◆ Task data:
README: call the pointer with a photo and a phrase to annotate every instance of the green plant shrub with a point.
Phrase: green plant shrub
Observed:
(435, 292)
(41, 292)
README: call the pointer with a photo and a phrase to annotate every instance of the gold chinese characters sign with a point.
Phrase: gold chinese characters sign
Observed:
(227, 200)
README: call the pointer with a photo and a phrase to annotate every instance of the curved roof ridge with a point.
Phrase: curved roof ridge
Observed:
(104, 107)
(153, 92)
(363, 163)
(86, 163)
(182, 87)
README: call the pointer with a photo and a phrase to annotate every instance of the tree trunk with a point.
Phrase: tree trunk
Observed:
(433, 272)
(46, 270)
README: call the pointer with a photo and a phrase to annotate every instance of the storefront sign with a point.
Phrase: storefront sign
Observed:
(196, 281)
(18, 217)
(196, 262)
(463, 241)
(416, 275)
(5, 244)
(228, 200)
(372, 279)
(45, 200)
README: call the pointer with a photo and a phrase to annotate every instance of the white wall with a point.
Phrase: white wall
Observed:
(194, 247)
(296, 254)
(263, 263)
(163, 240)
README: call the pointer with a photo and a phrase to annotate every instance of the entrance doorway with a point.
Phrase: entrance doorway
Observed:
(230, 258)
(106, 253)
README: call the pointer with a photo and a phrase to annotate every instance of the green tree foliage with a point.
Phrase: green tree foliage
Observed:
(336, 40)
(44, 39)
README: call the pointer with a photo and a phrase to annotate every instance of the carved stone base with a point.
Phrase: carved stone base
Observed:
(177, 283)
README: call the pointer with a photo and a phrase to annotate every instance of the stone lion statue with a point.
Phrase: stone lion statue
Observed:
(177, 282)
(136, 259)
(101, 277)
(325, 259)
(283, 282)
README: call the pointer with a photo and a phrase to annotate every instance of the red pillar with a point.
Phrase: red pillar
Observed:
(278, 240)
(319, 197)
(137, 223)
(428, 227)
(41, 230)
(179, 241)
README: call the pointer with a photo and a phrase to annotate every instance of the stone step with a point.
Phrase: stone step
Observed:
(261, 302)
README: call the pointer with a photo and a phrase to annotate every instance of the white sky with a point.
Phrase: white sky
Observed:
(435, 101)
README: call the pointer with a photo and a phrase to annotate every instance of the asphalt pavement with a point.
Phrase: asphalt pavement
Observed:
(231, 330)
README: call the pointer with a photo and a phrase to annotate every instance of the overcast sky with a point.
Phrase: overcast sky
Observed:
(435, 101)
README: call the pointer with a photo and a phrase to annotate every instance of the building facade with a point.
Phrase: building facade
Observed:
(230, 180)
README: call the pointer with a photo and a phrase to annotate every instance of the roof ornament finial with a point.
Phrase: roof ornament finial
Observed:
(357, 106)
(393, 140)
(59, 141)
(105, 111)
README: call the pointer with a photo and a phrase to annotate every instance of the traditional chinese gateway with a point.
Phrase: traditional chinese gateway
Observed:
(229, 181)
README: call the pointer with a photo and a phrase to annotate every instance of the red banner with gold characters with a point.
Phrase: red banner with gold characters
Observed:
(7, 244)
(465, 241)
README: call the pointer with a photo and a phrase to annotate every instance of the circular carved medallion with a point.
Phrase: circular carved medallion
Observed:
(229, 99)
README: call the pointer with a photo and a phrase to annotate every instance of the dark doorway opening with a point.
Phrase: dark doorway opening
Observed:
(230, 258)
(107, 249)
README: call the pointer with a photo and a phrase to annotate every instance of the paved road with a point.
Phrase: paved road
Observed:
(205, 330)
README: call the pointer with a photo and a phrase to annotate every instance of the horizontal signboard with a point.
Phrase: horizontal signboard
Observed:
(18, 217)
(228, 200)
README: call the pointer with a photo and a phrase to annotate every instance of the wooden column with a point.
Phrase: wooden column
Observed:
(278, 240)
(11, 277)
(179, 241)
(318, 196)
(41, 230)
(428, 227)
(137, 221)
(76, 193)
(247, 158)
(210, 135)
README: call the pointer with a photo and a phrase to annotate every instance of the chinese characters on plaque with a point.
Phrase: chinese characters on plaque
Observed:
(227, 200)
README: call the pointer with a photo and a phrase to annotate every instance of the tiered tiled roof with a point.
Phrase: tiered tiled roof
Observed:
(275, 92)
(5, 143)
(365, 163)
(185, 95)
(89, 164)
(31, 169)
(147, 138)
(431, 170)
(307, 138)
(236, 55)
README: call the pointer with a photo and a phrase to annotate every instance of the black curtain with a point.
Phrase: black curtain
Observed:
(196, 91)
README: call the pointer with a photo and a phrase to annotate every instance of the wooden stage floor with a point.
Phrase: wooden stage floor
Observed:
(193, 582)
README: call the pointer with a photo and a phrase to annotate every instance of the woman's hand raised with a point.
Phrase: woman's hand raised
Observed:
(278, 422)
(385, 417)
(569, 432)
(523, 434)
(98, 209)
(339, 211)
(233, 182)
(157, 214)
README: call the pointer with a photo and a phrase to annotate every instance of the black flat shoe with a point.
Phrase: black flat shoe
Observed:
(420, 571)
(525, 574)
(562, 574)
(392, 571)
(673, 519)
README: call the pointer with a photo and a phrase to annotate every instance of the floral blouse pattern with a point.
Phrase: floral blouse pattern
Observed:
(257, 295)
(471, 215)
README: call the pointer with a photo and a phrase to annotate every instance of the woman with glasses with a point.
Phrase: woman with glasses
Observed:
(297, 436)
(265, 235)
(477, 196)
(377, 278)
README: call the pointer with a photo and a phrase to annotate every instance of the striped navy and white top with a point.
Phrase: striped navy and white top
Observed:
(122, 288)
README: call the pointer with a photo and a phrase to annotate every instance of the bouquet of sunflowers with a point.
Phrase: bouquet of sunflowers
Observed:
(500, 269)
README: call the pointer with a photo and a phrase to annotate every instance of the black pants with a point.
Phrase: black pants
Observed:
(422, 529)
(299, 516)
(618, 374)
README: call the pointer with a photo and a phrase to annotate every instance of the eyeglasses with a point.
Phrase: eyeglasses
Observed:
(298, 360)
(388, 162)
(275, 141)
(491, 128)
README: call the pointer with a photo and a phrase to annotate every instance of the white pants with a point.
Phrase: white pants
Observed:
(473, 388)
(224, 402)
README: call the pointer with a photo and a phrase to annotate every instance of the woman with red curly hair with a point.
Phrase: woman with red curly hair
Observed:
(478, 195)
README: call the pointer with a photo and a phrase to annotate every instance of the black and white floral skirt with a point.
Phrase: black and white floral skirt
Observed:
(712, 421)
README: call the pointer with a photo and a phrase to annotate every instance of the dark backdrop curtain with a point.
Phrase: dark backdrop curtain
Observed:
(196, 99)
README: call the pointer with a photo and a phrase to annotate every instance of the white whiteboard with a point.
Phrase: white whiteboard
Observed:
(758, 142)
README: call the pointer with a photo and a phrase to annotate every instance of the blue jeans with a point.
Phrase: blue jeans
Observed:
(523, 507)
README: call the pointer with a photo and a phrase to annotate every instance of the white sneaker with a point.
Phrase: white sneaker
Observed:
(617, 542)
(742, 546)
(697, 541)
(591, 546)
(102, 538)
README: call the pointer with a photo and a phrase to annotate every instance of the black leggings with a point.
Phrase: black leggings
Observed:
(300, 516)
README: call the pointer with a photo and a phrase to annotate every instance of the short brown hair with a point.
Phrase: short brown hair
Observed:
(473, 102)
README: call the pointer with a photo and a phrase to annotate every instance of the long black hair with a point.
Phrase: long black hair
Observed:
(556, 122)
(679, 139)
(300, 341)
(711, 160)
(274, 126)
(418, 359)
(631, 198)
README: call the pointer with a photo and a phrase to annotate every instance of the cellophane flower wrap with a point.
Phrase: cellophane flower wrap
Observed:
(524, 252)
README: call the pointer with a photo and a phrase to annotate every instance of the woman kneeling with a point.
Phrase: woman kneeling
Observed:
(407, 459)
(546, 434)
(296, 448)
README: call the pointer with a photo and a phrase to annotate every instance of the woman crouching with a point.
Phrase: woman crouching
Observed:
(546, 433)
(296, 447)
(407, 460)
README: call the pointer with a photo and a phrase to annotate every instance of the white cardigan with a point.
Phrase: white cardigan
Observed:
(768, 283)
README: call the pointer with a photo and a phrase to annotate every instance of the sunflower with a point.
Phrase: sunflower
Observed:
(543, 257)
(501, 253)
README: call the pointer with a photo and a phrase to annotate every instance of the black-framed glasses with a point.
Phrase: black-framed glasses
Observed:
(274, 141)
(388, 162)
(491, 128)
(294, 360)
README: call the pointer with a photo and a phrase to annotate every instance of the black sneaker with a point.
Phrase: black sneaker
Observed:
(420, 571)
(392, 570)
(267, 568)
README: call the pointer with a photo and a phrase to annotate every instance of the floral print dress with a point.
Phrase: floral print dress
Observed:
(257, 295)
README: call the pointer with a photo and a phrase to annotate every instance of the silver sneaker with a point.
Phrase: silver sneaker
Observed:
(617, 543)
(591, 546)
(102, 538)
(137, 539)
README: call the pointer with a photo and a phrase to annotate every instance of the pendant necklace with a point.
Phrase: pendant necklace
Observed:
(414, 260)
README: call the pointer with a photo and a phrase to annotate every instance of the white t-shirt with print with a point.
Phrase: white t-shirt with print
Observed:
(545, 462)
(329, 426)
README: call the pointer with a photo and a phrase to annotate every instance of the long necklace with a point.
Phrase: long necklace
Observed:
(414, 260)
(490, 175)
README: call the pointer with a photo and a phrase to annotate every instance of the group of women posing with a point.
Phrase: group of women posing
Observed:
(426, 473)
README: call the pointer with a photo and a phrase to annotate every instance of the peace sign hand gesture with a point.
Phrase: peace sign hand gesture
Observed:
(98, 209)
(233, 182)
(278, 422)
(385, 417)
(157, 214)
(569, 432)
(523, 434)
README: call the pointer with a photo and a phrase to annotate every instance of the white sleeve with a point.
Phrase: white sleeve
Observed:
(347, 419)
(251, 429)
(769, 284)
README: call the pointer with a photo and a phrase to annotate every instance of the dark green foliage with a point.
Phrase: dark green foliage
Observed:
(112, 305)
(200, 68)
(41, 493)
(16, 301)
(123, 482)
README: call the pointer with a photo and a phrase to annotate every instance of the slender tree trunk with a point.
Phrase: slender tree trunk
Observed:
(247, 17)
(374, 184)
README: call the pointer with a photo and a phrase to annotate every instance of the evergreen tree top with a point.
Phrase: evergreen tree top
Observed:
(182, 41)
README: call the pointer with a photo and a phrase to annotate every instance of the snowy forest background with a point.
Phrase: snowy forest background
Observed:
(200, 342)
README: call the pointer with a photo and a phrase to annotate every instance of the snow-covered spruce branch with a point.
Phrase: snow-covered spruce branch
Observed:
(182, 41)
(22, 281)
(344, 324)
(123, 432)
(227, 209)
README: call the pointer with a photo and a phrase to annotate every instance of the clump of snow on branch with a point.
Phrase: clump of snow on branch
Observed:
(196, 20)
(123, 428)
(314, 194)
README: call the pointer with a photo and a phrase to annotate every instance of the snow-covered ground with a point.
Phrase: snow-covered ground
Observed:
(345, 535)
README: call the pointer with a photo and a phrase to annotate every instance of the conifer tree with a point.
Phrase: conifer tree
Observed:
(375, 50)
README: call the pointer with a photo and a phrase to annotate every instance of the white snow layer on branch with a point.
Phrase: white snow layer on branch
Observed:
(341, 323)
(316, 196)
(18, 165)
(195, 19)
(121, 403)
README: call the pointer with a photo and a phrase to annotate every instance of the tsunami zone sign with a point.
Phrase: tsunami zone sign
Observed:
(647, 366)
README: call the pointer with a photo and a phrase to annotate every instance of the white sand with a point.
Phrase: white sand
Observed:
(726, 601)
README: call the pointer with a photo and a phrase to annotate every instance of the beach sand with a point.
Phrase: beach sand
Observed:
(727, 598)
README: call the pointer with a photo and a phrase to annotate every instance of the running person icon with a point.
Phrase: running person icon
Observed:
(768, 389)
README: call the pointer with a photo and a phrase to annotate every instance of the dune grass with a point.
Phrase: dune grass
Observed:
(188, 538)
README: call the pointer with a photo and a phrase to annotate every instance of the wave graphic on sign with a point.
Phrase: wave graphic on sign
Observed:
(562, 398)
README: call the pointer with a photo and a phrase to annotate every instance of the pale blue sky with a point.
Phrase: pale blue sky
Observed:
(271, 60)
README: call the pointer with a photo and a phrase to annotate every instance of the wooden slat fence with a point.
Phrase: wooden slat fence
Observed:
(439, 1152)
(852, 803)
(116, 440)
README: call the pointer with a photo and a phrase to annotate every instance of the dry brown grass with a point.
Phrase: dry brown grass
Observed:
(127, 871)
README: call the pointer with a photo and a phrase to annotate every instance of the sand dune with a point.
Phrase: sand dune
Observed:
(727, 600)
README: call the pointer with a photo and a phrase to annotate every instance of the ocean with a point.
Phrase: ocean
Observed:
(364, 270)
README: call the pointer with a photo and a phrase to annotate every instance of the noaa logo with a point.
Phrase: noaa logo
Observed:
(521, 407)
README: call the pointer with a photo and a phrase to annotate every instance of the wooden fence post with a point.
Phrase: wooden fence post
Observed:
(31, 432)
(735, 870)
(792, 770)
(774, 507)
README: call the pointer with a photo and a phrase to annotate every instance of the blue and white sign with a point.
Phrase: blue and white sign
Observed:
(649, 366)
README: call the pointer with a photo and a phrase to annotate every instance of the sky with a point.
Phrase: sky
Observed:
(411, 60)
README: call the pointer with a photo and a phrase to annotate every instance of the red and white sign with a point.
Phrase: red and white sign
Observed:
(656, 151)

◆ Your instructions: Please copy the data word for word, starting at the line that contains "red and white sign with a point." and ending at the last line of the data, with both of those lines included.

◆ Complete output:
README: call the pointer with a photo and a phrase to annotate every instance of the red and white sign with a point.
Phrase: red and white sign
Observed:
(656, 151)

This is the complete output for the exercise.